ロンサール ベルリの泉に Ronsard À la fontaine Bellerie 故郷の泉への祈祷

フランスでは16世紀半ばまで公用語はラテン語だった。フランス語が公用語になったのは、1539年に国王フランソワ1世がヴィレル=コトレで勅令を発布した時のこと。
それ以降、ピエール・ド・ロンサール(1524-1585)やジョアシャン・デュ・ベレー(1522-1560)たちは、地方語であるフランス語がラテン語に劣る言葉ではないと主張し、フランス語をラテン語に匹敵しうる優れた言語となるように努めた。

ロンサールがとりわけ注力したのは、言葉と音楽の融合だった。人物や事物を褒め称えることを目的としたオード(ode)においても、シャンソン(chanson)においても、リラを伴って歌われることを原則とした。詩句の音節数を一定にすることや、様々な押韻の規則は、現代の言葉で言えば歌詞となるようにするためだった。

『オード集』(1550)に収められた「ベルリの泉に(À la fontaine Bellerie)」では、ローマの詩人ホラティウスの「バンドゥリアの泉」に倣い、故郷にあるベルリの泉への愛と賛美を綴った。

その詩句は、一行が7音節に整えられ、韻はAABCBCB、しかもAとB女性韻でBは男性韻というように女性韻と男性韻が交互に続く。

### 記録一覧
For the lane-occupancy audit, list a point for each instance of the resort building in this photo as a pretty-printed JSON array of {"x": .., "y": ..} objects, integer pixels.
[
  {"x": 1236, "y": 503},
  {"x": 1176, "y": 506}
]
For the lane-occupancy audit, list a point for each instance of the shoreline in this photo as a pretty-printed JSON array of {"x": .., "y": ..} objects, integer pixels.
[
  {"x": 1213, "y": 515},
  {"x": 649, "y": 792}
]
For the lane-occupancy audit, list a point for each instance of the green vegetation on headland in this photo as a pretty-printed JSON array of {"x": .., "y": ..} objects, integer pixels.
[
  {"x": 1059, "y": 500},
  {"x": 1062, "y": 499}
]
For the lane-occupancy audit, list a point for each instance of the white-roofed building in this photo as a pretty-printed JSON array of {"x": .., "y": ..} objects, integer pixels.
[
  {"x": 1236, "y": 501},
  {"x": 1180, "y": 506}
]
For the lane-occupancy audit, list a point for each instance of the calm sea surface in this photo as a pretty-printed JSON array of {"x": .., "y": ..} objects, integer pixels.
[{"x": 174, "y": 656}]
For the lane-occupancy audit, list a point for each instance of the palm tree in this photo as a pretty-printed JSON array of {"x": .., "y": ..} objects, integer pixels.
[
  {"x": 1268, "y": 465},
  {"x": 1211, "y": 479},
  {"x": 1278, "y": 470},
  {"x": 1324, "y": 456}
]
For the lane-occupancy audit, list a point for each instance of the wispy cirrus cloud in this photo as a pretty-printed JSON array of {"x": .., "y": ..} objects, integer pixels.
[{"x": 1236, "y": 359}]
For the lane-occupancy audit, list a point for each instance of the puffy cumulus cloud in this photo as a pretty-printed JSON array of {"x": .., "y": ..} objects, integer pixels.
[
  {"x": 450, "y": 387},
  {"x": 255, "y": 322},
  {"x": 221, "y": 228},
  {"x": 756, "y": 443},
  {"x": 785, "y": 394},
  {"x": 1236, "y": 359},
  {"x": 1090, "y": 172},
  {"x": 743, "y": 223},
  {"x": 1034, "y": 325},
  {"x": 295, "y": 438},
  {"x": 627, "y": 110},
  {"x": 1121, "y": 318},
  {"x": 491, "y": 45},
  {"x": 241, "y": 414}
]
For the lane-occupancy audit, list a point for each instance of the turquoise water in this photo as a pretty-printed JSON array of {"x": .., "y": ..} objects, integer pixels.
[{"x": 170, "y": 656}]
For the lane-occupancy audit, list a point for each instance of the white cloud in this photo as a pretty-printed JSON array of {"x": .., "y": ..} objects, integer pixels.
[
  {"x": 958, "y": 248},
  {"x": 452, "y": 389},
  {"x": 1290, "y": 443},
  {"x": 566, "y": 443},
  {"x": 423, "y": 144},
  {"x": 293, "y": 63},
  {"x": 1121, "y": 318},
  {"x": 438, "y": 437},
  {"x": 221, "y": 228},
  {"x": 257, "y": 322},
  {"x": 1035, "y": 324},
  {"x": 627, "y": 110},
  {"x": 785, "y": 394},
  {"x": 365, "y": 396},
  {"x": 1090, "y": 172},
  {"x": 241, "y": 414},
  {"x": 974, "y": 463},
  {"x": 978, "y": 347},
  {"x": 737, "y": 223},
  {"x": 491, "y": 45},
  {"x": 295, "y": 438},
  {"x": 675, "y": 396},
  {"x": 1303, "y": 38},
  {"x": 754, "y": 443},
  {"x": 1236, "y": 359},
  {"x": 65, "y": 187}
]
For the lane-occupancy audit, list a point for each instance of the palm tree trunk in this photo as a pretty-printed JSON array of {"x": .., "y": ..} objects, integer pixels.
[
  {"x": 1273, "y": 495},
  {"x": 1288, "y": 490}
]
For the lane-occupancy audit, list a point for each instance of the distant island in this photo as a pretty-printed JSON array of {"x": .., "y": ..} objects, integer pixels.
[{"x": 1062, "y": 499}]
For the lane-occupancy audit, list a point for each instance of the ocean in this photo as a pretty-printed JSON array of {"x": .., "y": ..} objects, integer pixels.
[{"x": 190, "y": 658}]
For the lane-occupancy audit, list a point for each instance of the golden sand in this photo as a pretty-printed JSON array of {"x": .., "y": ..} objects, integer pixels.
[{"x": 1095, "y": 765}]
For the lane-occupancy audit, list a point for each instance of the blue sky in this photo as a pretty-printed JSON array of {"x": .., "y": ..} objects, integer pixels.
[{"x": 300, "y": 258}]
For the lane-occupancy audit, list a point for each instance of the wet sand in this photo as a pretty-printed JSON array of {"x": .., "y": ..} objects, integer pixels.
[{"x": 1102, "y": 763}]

### 課題
- 1) 引用文のうち「ロンサールがとりわけ注力したのは」で始まる段落を、主な事実を残して箇条書きにまとめよ。
- 2) ロンサールの詩についての引用文を、最後の文の後から書き継げ。
記録はここでは使わない。

### 解答
- 1)
- ロンサールが特に力を注いだのは、言葉と音楽の融合だった。
- 人物や事物を称えるオードでもシャンソンでも、リラを伴って歌うことを原則とした。
- 詩句の音節数をそろえることや様々な押韻の規則は、詩を今でいう歌詞にするためのものだった。

- 2)
それ以外にも、詩句のリズムや音色に精巧な仕組みが施され、ホラティウスのラテン語の詩句に劣らないフランス語の詩句が練り上げられている。

ロンサールの時代にはフランス語のつづり字がまだ定まっていなかった。そのために現代フランス語と多少違うところがあるが、ここでは古い時代のつづり字のままで、ロンサールの詩句を読んでいこう。

O Fontaine Bellerie
Belle fontaine cherie
De nos Nymphes, quand ton eau
Les cache au creux de ta source
Fuyantes le Satyreau,
Qui les pourchasse à la course
Jusqu’au bord de ton ruisseau.

おお ベルリの泉、
愛される美しい泉よ、
我らがニンフたちに。
お前の水が
逃げ去ろうとする「ニンフたち」を 水源のくぼみに
隠す時、「小さなサチュロス」が
彼女たちを、急ぎ足で追いかける 
お前の小川の辺まで。

詩句が描くのは古代から続くニンフとサチュロスのテーマ。そのことによって、ベルリの泉がロンサールの故郷にある現実の泉でありながら、古典的な詩で謳われた神話的な泉と重ね合わされる。

それを謳う詩句の音色やリズムは、日本語の翻訳では決して感じることができないものであり、フランス語で読むことができる幸せは無限大だといえる。

O Fontaine Bellerie
Belle fontaine cherie

fontaineという音が反復され反響するだけではなく、belle(rie)がBelleと反復され、さらに(Belle)rieが(ché)rieと響き合う。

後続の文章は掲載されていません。